**EXCERPT:**
——

The content is not duplicated within the network
The protocol does not require communication between the members except as a heartbeat check to make sure the members are alive.
The protocol is inherently suited for a flat name space setup with a large number of proxies facing the internet and the client browser choosing any based on the URL

Disadvantages:

It requires the maintaining of sibling relationships in all proxies to effectively partition the name space.
Addition or removal of a cache from the system causes some of the cached objects to become invalid.
Some caches can become asymmetrically loaded compared to others.

Cache Digests

In this protocol, the Proxy Servers periodically exchange a compressed digest of all URLs in their cache. The proxies can then use these digests to determine who has the requested object in their cache and retrieve the object from that peer. Cache digests are exchanged using standard HTTP protocol where a peer requests the digest from a standard URL hosted on the Proxy Server. The cache digest has to be periodically renewed to take into account the expiration of cached resources. The standard HTTP cache headers are used to indicate until what time the cache digest may be valid. Cache digests are created by applying using Bloom Filters on the set of cached URLs with the Proxy Server.

Advantages:

Each Proxy Peer has a fairly accurate ‘world view’ and knows who has cached what. This helps cut down unnecessary routing.
The protocol is implemented over HTTP which makes it easier for caches with in and outside firewalls to co-operate
Absence of query|hit|miss messages makes the bandwidth overhead lower than ICP. Also it makes the routing delay much lower

Disadvantages:

Caching of new objects and eviction of older ones causes the bloom filter to rapidly increase the rate of false positives. When this happens, the bloom filter has to be regenerated as it offers no option to delete items from the set.

Summary Cache

Summary Cache[43] is very similar to Cache Digests. But it uses a Counting Filter rather than a Bloom Filter to create the URL digest. Due to this change, the problem with cache eviction is removed as Counting Filter supports deletion of objects from the set.

——

**INFORMATION SHOWN:**
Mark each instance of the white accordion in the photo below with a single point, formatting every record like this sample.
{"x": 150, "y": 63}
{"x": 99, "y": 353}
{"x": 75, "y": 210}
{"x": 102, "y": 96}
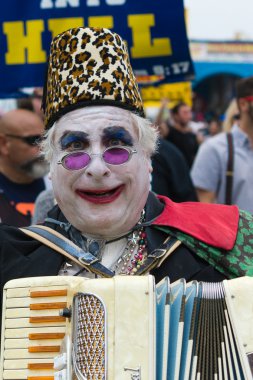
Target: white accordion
{"x": 126, "y": 328}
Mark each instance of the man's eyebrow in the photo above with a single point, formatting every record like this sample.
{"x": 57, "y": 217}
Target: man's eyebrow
{"x": 70, "y": 136}
{"x": 117, "y": 133}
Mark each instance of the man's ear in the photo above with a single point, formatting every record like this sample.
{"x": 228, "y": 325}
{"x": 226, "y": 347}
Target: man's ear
{"x": 243, "y": 104}
{"x": 3, "y": 145}
{"x": 150, "y": 168}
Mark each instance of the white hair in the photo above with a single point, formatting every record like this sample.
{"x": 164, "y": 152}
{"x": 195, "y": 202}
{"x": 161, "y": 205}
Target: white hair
{"x": 148, "y": 137}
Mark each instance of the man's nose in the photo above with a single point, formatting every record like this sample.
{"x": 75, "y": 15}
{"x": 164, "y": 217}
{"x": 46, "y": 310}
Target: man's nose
{"x": 97, "y": 167}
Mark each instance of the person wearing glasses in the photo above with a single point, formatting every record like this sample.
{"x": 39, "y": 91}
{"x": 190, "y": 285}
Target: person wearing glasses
{"x": 222, "y": 171}
{"x": 99, "y": 146}
{"x": 22, "y": 168}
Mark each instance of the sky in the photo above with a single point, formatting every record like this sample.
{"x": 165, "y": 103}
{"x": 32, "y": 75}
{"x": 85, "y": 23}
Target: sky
{"x": 220, "y": 19}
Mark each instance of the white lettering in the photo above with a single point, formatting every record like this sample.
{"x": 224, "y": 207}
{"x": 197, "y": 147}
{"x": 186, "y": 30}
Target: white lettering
{"x": 115, "y": 2}
{"x": 46, "y": 4}
{"x": 93, "y": 3}
{"x": 65, "y": 3}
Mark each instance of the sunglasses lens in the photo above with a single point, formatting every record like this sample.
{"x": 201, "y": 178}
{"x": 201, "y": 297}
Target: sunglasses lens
{"x": 116, "y": 156}
{"x": 32, "y": 140}
{"x": 76, "y": 161}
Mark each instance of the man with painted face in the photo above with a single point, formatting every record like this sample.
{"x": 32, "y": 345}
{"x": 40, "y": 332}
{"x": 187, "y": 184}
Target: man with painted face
{"x": 99, "y": 146}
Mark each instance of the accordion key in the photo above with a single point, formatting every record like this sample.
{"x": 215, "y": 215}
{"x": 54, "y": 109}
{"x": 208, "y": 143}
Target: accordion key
{"x": 57, "y": 328}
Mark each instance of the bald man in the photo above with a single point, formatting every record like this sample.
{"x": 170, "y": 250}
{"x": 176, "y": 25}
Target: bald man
{"x": 21, "y": 166}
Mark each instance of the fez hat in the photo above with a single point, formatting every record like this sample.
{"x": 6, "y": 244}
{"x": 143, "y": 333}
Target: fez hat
{"x": 87, "y": 67}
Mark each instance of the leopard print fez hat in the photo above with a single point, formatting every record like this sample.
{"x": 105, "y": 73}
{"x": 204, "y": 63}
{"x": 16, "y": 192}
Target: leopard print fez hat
{"x": 88, "y": 66}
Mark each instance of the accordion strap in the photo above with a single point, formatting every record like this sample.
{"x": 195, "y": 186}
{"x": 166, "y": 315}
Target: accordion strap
{"x": 66, "y": 247}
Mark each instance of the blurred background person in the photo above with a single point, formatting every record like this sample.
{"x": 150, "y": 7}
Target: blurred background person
{"x": 171, "y": 175}
{"x": 22, "y": 168}
{"x": 32, "y": 102}
{"x": 179, "y": 131}
{"x": 232, "y": 116}
{"x": 222, "y": 171}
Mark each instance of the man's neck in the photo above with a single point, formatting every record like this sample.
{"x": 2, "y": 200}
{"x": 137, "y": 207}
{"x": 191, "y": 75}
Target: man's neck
{"x": 246, "y": 125}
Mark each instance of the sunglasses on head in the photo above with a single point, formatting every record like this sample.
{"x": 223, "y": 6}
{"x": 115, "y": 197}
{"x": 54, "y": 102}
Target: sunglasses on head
{"x": 116, "y": 155}
{"x": 30, "y": 140}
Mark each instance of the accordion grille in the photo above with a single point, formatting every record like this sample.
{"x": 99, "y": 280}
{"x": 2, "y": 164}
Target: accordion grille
{"x": 89, "y": 337}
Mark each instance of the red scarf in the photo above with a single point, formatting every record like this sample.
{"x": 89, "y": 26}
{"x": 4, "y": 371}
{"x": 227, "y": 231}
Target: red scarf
{"x": 213, "y": 224}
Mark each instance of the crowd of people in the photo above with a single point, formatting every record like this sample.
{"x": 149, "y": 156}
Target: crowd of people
{"x": 93, "y": 148}
{"x": 127, "y": 196}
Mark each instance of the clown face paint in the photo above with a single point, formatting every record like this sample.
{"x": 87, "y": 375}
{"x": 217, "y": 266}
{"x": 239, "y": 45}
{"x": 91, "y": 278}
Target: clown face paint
{"x": 100, "y": 199}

——

**PROBLEM STATEMENT:**
Resume the text on cache-sharing protocols for proxy servers, picking up right after its last sentence about Summary Cache.

**REPLY:**
Advantages:

Can support cache eviction easily compared to Cache Digests

Disadvantages:

The size of digests exchanged becomes quite large compared to Cache Digests because of the addition of counting bits.

Hyper Text Caching Protocol

This is a protocol that was proposed as a replacement for ICP. It is a protocol for discovering caches and cached data, managing caches and monitoring cache activity. The major difference with ICP is that HTCP query includes the full HTTP request headers and the HTCP replies include the full response headers. This allows it to cater to the vary headers and other objects identified using different headers. [20] gives a good explanation of features of HTCP.

Advantages:

Supports pushes for letting siblings know of significant events such as cache object expiry
Supports location of cached objects based also on the headers rather than just the URLs. This helps in support of vary headers of HTTP.
Supports third party replies of the form ‘I know who has this cache object.’ which helps the cache hierarchy scale better.

Disadvantages:

Redundant caching of objects

Web Cache Control Protocol

WCCP is used to transparently detect and redirect web traffic from a router to the WCCP enabled Proxy Servers. The protocol defines the communication between the Proxy Server and the router. The WCCP based caching is used to implement intercepting caches for HTTP requests. WCCP is a first level protocol where it only helps in getting the request to be redirected to the cache. It does not define further communication between the Proxy Servers.

Advantages:

It is implemented as a mechanism for Interception Proxy (proxying with out the client’s knowledge)

Disadvantages:

Requires specialized equipment (routers that can talk WCCP, Operating systems that has GRE tunnels)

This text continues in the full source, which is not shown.